*Extracted records:*
.....

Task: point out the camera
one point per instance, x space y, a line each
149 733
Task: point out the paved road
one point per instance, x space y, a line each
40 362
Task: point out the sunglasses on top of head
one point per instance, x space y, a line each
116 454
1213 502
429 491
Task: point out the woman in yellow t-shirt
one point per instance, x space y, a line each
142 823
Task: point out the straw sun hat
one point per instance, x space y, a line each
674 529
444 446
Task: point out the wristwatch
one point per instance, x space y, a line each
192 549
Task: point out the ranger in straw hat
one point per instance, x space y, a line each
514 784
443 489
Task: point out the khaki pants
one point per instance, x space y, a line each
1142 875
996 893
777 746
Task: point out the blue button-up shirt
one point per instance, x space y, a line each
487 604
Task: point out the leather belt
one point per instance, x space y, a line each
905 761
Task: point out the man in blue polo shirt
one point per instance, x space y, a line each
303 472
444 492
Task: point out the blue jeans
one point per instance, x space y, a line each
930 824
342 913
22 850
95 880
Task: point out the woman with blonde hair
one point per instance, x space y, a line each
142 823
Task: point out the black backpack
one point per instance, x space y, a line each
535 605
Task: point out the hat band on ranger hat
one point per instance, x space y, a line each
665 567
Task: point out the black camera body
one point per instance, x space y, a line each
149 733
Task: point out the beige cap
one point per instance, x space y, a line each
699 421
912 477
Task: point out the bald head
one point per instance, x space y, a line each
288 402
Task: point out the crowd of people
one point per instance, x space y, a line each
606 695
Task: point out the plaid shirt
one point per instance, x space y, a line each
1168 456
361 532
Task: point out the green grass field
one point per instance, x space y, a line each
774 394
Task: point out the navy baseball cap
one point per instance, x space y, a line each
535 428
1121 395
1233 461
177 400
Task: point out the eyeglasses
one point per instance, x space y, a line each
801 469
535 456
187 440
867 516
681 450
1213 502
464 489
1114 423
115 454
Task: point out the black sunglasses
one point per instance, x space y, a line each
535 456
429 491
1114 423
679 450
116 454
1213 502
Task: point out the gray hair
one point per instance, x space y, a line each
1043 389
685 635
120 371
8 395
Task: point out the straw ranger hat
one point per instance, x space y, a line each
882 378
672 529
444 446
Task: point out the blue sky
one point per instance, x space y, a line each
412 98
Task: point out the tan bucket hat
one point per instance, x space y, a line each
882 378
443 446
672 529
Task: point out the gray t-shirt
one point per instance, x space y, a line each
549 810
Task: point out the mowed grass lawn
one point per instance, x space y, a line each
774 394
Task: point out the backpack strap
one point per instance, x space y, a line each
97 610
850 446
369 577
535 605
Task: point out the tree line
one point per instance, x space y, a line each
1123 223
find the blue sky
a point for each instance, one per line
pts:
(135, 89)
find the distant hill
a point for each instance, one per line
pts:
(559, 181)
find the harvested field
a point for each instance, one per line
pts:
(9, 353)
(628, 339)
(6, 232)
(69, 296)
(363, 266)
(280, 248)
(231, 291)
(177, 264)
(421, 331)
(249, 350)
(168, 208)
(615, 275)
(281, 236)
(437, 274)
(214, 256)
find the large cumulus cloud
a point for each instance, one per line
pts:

.....

*Activity:* Go through the data and copy every line that includes "camera".

*Expected output:*
Task: point out the camera
Task: point out the black camera body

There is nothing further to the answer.